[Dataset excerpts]
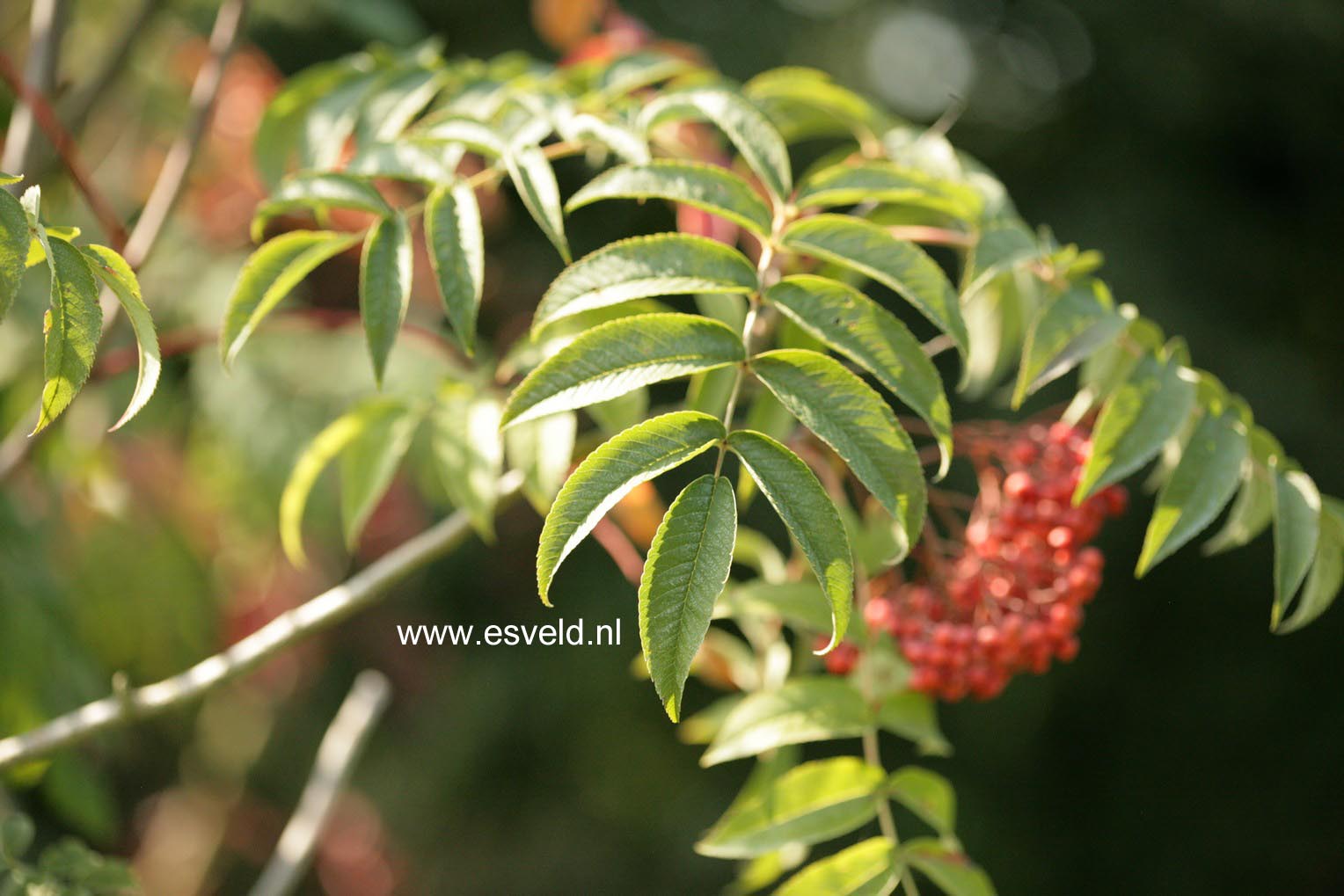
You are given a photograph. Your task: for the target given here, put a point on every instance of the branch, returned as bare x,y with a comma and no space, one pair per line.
46,22
336,756
358,593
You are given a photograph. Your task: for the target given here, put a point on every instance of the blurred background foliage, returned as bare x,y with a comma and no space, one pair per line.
1186,751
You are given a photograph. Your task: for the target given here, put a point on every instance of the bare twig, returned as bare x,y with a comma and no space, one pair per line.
46,22
172,176
40,111
336,756
362,590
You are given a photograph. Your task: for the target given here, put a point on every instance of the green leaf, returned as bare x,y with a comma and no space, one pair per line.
926,794
895,264
269,275
369,463
753,135
1297,526
1203,481
116,273
801,710
620,356
1326,575
1067,330
887,183
948,868
850,417
457,256
873,338
608,475
867,868
913,717
470,452
74,327
328,443
807,511
318,193
534,178
692,183
1136,420
646,266
686,570
1250,514
542,449
809,804
14,249
384,287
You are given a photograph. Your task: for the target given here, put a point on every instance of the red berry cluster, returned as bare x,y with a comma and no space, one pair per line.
1010,600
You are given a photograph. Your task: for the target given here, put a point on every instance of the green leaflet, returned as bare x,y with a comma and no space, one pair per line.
1067,330
369,463
948,868
867,868
608,475
753,135
116,273
686,572
887,183
1326,575
895,264
74,327
851,418
1202,483
692,183
808,514
407,159
1297,526
269,275
643,267
873,338
534,178
926,794
470,452
384,287
14,247
457,256
316,193
913,717
801,710
328,443
541,449
1136,420
620,356
811,804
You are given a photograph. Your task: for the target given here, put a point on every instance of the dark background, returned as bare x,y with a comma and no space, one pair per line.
1187,750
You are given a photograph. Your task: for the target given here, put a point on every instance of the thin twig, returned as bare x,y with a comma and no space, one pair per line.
172,176
336,756
362,590
65,145
46,22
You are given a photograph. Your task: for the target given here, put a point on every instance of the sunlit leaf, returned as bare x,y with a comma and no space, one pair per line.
809,514
620,356
686,570
811,804
801,710
609,473
643,267
116,273
384,287
895,264
457,256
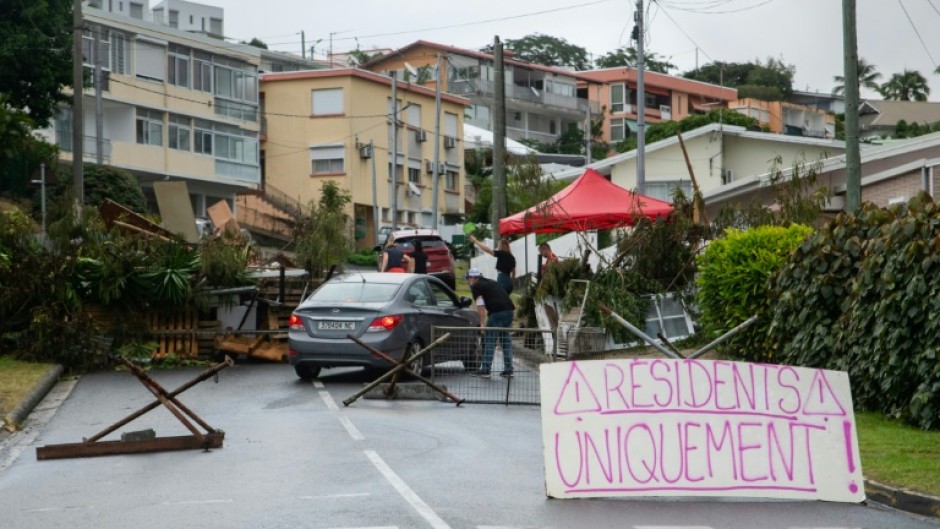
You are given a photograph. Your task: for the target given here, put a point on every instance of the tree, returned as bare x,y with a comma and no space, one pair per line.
774,73
867,78
36,56
909,85
626,56
547,51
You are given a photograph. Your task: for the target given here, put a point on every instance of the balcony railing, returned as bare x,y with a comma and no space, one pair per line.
63,139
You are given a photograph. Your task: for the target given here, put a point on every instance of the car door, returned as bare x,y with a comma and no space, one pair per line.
449,313
419,296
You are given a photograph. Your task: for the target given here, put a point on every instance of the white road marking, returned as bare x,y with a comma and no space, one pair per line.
409,495
14,445
344,420
333,496
197,502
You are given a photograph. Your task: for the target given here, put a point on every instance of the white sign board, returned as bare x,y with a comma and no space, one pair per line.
658,427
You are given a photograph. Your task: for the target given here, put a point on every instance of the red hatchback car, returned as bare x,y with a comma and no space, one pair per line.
440,259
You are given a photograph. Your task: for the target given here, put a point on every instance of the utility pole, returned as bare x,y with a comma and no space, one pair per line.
99,114
640,104
498,207
78,82
853,163
435,174
375,192
393,151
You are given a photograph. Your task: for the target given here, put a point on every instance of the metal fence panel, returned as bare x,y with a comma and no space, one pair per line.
458,375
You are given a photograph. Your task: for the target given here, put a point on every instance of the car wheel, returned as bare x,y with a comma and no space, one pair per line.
418,365
307,372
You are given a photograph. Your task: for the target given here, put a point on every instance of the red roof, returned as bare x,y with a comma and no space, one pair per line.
590,203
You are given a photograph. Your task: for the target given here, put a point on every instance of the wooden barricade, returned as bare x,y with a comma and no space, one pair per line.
176,333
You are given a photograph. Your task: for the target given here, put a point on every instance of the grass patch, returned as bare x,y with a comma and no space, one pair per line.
16,380
898,454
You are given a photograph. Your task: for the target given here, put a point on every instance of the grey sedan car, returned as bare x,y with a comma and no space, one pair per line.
393,313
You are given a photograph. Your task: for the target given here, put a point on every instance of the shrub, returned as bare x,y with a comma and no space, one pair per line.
733,284
862,296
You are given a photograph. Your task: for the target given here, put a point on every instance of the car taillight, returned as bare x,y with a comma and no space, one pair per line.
384,323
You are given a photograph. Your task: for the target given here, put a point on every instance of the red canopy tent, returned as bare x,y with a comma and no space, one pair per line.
590,203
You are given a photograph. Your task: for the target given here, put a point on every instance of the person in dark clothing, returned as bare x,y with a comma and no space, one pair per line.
495,308
505,262
419,258
394,259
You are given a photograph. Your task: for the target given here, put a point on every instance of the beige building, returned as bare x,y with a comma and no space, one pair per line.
334,125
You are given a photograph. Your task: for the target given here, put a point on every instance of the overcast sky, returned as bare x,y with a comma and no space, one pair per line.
804,33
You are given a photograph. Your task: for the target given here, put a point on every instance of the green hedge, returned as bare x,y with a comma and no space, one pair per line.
734,272
863,296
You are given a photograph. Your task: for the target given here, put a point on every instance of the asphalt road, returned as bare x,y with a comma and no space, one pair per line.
294,456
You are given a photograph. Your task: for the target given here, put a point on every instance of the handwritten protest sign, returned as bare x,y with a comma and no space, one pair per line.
698,428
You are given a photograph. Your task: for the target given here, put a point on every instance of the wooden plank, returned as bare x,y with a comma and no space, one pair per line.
106,448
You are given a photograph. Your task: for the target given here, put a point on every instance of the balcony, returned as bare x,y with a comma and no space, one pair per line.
63,139
523,93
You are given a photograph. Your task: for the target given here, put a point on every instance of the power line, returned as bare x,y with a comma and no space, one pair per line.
921,39
465,24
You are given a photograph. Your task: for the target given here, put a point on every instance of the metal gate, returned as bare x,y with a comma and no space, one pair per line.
460,377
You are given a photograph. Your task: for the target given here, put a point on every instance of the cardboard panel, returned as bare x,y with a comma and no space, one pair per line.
176,211
662,427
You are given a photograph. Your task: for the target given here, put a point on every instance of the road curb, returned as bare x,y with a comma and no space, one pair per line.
904,500
15,418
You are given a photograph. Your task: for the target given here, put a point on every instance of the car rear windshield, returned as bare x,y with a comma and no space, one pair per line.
426,242
355,292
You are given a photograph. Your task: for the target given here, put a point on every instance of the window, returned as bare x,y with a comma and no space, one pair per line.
451,180
179,131
149,127
441,296
450,124
663,190
202,72
178,65
618,129
149,60
413,116
328,160
118,53
327,102
203,137
618,97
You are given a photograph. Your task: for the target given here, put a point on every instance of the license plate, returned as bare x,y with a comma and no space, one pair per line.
336,325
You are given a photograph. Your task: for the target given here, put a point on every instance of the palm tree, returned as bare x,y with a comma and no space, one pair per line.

• TASK STATEMENT
Strip out the pictures and quote the remaining data word for word.

• TASK SOLUTION
You are given a photograph. Your task: for the target given here, put a point on every instance of the branch, returned as bare x,y with a comma and no space, one pair per line.
46,22
336,756
358,593
You are given a photograph. Your task: for the target given here, put a point on every instance of the blurred background foliage, returned as bare x,y with a comma and no space, one pair per line.
1186,751
You are given a photograph. Your task: for the target given here, put a point on every instance of the bare twig, returned as bare x,y with a comma and no space, one pair per line.
46,22
172,176
40,111
336,756
362,590
You are given a photograph. Your task: for the target given here, put a point on every instance of the green leaf, returned as bare x,y with a comma and no space, one pair per line.
926,794
895,264
269,275
369,463
753,135
1297,526
1203,481
116,273
801,710
620,356
1326,575
1067,330
887,183
948,868
850,417
457,256
873,338
608,475
867,868
913,717
470,452
74,327
328,443
807,511
318,193
534,178
692,183
1136,420
646,266
686,570
1250,514
542,449
809,804
14,249
384,287
You are given a photograph. Your task: for the target given here, put a point on every instance of the red berry cluster, returned as bare x,y with a comma and no space, one pair per line.
1010,600
You are given a photograph. Your task: for the target given here, put a point on every instance of the green leaflet, returned as bare x,y with a comma and no space, one pair per line.
1067,330
369,463
948,868
867,868
608,475
753,135
116,273
686,572
887,183
1326,575
895,264
74,327
851,418
1202,483
692,183
808,514
407,159
1297,526
269,275
643,267
873,338
534,178
926,794
470,452
384,287
14,247
457,256
316,193
913,717
801,710
328,443
541,449
1136,420
620,356
811,804
You are given a photograph. Your task: for the target given here, put a point on every instance of the dark background, returned as bare x,y with a comma and no space, one pair per line.
1187,750
You are given a photograph. Your task: for the target given here, put a point on every instance of the thin twig, returned as bare x,y with a comma and no space, one pair per line.
172,176
336,756
362,590
65,145
46,22
You are given a photograph. Your task: for the target given here, put a point on every instance of the sunlit leaf, returned as bare x,y with a comma and no space, one pair per line.
809,514
620,356
686,570
811,804
801,710
609,473
643,267
116,273
384,287
895,264
457,256
You are given a photograph. Your task: for the target given here, put a point on every instance of the tree, returned as bare x,y with a comma and no space, one pair per line.
774,73
867,78
36,56
909,85
626,56
547,51
You are given a photograph. Your task: for the target given here, put a point on every instance of the balcony railing, returned as bare x,y with a comma and no space, one pair per line.
63,139
You are given a photograph. Your task: for the target given here, put a point on every instance of the car door, returned as bare x,y with a comma and no space, one pair per line.
449,313
419,296
You are given a photograph. Your task: for the target given here, put a point on every instance of the white road marking, returned as bare x,y with a comma and no space, one pair per line.
409,495
14,445
344,420
333,496
197,502
You are given a photograph. Your task: for the target given here, put a point on every instance of the white sign board, returned as bare x,y with a comma and no space, one pair per line.
658,427
You are given a photograph. Your task: for the target given here, put a point on every instance of the red hatchback car, returned as bare x,y with a comma and no space, one pair per line.
440,259
You are given a photograph. Your task: for the target given here, put a point on every instance of the utility pole, returned as bare x,y with a comma and no space, one pair per line.
99,114
640,104
498,207
78,82
853,163
435,174
375,192
393,151
You are given a photograph. Your task: for the target given here, put a point on every instance of the metal fence panel, returned as bare x,y with a comma and no space, one pair per line.
458,375
You are given a photograph. Your task: for the target given here, put a point on every instance of the car wheel, returned as bare x,y with a comma and no space, one pair per line.
418,365
307,372
You are given a photograph. Your task: for the target given here, put a point on every instance of the red roof, returned as bare x,y with a comma and no space, one pair per line.
590,203
You are given a photograph. Your task: for the target given here, put a point on every instance of the wooden barricade, returned as bare x,y with a comma and no space, one pair per line.
176,333
You are given a photograph. Your task: for the target given here, put a point on every instance of the grass patch, returned as bare x,y with a comma and no space, one pair per line.
16,380
898,454
You are given a photograph. Your task: for the target given here, put a point on every instance of the grey sedan car, returned as bare x,y with a comma and no space, one pair per line.
393,313
You are given a photograph. Your task: for the target given here, put a point on every instance of the shrub, returned as bare x,y with a comma and no space, one pair per line.
733,284
862,296
You are given a photograph. Your task: for the target given here, put a point on every instance of the car taillight, returned as bare x,y with a comma and no space, one pair per line.
384,323
You are given a photograph. Your task: for the target given here, put a point on every instance of the red canopy tent, returned as bare x,y with a comma and no space, one pair per line.
590,203
You are given a photograph. Your task: for the target given here, put a point on every instance of the person in dark clothing, returned as bare x,y with a comma and no space, one pair per line.
495,308
505,262
419,258
394,259
You are given a photograph. Your task: for the target given here, put a point on every instance of the beige building, returned as bare x,y with a comma and no space, one pair per line.
334,125
You are given a photograph. Your task: for the target given here, put a point on every instance of the overcast sky, returned as bare x,y with a comma and no space, one pair per line.
804,33
You are given a photograph. Your task: for the target given here, put a point on every instance of the green hedge, returned as bare x,y with a comma and no space, one pair per line.
734,272
863,296
You are given a photograph. Your task: for the target given here, put a point on every instance of the asphalt road, returned as bare x,y with a comma and no space, one pair per line.
294,456
You are given a photograph. Your task: for the target given here, put a point on every instance of the handwritten protest sign, returned as bare x,y with a comma and no space, one pair per line.
698,428
You are given a photograph. Your task: for the target given here, put a point on every instance of the wooden plank, returned as bare x,y with a comma and no space, one pair per line.
106,448
You are given a photograph. Your task: for the target given here, put a point on every instance of the balcony, returned as bare x,y with a comma and no space, one pair per line.
63,139
523,93
You are given a photograph. Your task: for the target given here, put a point on every instance of the power line, returned as bare x,y with a comma and no space, one pair per line.
921,39
465,24
You are given a photograph. Your task: for the target given here, put a point on every instance of the metal gate, returned as bare x,y with a comma and no space, one pair per line.
460,377
You are given a photograph. Your task: for the target given here, put a point on every instance of the cardboard panel, returned as bare x,y with a comma and no space, one pair per line.
176,211
662,427
You are given a photograph. Your task: for the target given here, put a point on every instance of the road curb, returned as bare x,y with a comma and no space, one pair per line.
904,500
15,418
You are given a photograph. Your task: for the target given here, put a point on every instance of the car rear windshield, returned as bare x,y with a comma and no space, one pair per line.
426,242
355,292
You are given a photograph. Your task: for the target given here, put a point on every instance of the window, returned as bare x,y with a comma and no space, one pair per line.
451,180
179,131
149,127
441,296
450,124
663,190
202,72
178,65
618,129
149,60
413,116
328,160
118,53
327,102
203,137
618,97
You are given a photograph. Your task: for the target given here, put a point on every instance of the license plate, returned as bare x,y with a comma and no space, one pair per line.
336,325
You are given a photograph. Your task: for the target given here, put a point on every instance of the palm tree, returned as bare x,y with a comma and no space, one pair per line.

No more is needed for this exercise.